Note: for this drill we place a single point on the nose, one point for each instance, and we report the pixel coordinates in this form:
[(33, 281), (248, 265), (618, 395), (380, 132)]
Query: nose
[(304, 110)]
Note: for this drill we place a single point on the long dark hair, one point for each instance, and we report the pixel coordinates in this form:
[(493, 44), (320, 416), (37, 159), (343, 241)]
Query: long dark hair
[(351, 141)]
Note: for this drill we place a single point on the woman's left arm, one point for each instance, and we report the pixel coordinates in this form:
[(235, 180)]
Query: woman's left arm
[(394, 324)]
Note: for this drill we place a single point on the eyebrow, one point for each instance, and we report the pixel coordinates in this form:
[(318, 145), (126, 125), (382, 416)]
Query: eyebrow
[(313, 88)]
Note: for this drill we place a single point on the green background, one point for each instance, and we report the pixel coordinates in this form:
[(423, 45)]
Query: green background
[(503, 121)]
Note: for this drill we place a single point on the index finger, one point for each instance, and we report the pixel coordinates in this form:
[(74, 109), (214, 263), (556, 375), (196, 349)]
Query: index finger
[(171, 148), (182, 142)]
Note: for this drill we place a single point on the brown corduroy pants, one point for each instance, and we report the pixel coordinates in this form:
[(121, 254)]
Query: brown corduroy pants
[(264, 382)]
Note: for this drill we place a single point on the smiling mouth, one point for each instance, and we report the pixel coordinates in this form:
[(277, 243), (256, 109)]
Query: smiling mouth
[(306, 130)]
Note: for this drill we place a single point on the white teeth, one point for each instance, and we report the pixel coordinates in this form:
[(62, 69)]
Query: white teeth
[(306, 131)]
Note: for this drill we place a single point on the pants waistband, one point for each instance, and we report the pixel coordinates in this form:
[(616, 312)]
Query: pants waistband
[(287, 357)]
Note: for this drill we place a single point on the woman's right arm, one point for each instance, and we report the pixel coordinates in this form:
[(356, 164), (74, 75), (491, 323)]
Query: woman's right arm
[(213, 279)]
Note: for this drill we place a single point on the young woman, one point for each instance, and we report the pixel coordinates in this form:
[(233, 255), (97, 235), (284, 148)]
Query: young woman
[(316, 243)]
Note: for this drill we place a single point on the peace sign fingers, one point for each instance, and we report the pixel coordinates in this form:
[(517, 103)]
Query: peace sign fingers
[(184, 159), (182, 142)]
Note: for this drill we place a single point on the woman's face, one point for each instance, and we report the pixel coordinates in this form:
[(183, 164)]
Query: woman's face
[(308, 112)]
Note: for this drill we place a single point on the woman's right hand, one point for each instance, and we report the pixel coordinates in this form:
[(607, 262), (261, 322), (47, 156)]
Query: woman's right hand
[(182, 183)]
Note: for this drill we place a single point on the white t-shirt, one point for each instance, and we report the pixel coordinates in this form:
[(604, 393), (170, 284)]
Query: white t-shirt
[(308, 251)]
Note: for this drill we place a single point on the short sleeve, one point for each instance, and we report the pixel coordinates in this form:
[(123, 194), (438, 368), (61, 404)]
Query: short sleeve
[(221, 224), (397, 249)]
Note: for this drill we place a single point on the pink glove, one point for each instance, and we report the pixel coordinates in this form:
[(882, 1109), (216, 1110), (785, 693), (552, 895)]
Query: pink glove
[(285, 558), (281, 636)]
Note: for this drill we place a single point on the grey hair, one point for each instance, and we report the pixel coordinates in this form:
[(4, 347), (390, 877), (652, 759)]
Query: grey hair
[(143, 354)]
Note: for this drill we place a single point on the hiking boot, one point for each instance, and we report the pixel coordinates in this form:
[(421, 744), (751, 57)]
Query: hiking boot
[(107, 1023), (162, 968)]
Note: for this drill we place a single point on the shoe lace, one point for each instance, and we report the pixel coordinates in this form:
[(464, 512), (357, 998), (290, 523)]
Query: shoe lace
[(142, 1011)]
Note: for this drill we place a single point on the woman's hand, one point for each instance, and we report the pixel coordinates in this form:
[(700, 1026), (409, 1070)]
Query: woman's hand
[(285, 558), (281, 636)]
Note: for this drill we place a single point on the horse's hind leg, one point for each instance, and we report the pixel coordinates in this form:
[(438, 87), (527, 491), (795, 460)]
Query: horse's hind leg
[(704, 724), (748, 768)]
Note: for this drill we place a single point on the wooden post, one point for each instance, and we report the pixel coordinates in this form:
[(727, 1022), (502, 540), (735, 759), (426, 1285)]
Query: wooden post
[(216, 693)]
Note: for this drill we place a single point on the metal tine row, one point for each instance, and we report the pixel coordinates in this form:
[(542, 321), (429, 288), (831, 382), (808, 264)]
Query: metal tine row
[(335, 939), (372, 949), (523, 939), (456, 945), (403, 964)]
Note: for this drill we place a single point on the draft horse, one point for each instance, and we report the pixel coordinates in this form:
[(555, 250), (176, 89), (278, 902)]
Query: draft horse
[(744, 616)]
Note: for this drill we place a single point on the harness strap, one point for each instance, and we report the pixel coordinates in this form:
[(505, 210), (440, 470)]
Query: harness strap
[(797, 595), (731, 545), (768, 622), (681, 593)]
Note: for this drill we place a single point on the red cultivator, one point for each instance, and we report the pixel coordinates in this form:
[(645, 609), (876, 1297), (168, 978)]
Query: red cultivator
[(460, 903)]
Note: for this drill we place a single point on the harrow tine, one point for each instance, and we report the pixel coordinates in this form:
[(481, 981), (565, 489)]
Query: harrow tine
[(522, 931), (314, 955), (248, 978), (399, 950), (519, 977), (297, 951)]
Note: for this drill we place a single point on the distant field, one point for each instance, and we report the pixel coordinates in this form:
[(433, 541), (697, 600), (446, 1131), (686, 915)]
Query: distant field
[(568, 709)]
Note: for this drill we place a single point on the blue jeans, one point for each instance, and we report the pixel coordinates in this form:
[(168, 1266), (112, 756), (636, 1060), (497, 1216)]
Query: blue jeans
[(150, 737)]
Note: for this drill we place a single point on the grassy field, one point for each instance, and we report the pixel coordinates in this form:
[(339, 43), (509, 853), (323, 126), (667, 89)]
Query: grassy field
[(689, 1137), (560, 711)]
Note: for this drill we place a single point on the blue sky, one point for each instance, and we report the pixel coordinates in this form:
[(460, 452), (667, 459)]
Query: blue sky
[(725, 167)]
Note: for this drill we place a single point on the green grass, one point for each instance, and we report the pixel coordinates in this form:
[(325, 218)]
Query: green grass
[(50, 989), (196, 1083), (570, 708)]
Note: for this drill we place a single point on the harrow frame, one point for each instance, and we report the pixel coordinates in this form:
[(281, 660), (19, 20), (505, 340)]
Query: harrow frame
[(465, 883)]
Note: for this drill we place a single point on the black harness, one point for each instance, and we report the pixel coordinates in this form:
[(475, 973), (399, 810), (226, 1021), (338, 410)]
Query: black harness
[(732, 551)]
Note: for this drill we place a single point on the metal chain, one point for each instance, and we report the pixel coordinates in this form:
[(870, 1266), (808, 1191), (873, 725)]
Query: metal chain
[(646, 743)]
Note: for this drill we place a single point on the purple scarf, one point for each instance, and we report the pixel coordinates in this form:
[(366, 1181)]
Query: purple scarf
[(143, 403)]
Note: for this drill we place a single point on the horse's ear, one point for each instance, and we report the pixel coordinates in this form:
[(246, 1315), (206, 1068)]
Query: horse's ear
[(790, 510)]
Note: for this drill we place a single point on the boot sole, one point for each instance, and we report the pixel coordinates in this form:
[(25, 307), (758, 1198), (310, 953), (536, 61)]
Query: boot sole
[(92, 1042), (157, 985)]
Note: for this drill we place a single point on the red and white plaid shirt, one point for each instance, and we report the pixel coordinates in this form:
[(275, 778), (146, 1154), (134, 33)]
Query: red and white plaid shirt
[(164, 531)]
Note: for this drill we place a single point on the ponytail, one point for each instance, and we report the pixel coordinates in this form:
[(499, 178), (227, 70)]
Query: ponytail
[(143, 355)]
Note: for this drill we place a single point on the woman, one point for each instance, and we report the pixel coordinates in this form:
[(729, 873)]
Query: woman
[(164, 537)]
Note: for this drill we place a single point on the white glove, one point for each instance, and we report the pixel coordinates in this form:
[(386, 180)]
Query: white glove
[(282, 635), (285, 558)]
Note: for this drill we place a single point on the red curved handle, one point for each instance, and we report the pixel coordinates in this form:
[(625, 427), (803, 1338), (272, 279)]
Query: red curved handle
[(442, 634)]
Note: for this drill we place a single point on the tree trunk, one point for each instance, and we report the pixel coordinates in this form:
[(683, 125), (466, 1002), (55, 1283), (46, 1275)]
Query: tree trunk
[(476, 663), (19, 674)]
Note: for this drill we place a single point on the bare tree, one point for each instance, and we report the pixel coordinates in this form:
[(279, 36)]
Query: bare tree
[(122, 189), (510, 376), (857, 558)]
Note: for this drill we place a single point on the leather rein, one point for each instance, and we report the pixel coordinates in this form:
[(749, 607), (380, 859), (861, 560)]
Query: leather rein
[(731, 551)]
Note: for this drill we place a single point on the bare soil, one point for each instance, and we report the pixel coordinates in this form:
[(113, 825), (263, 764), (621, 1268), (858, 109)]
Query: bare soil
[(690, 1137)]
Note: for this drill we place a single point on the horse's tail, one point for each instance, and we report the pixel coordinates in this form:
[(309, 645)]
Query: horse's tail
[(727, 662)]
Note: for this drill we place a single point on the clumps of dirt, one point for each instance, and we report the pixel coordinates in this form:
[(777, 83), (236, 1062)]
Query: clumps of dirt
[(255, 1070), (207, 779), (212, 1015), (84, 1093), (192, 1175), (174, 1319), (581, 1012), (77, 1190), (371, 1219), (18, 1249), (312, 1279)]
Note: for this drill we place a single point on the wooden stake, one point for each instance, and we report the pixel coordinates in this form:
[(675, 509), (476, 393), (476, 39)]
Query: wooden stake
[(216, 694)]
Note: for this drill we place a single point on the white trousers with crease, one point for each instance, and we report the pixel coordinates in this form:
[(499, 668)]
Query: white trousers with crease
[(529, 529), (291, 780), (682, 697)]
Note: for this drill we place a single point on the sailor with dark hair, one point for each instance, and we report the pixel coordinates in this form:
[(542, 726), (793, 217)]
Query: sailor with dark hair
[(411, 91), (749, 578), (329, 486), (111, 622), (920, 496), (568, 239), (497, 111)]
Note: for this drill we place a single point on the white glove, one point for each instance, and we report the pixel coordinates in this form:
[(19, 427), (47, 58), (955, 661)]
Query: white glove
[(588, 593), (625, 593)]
--- --- ---
**Task prompt**
Taking the line with "[(4, 347), (390, 877), (652, 759)]" as the first and the line with "[(438, 87), (527, 491), (795, 460)]" as the last, retype that stretch of the data above exactly, with no other lines.

**Task solution**
[(4, 347), (390, 877), (652, 759)]
Query: grey hair
[(143, 354)]
Note: for this drill we place a single point on the hiking boot, one point for each instance, and we report the pixel coordinates in this form:
[(421, 744), (751, 57)]
Query: hiking boot
[(107, 1023), (162, 968)]
Note: for this drill we place a single point on the shoe lace, one point for each instance, and we report the pixel coordinates in this form:
[(464, 512), (357, 998), (290, 523)]
Query: shoe lace
[(142, 1011)]
Note: for this drill we place a single point on the woman's hand, one point for each instance, and we report the pixel coordinates in this form:
[(700, 1026), (409, 1070)]
Query: woman's hand
[(285, 558), (281, 636)]
Note: for this drill we place a single point on the horse's hind leg, one point for each instance, and we report the pixel coordinates in this form:
[(438, 87), (527, 491), (795, 460)]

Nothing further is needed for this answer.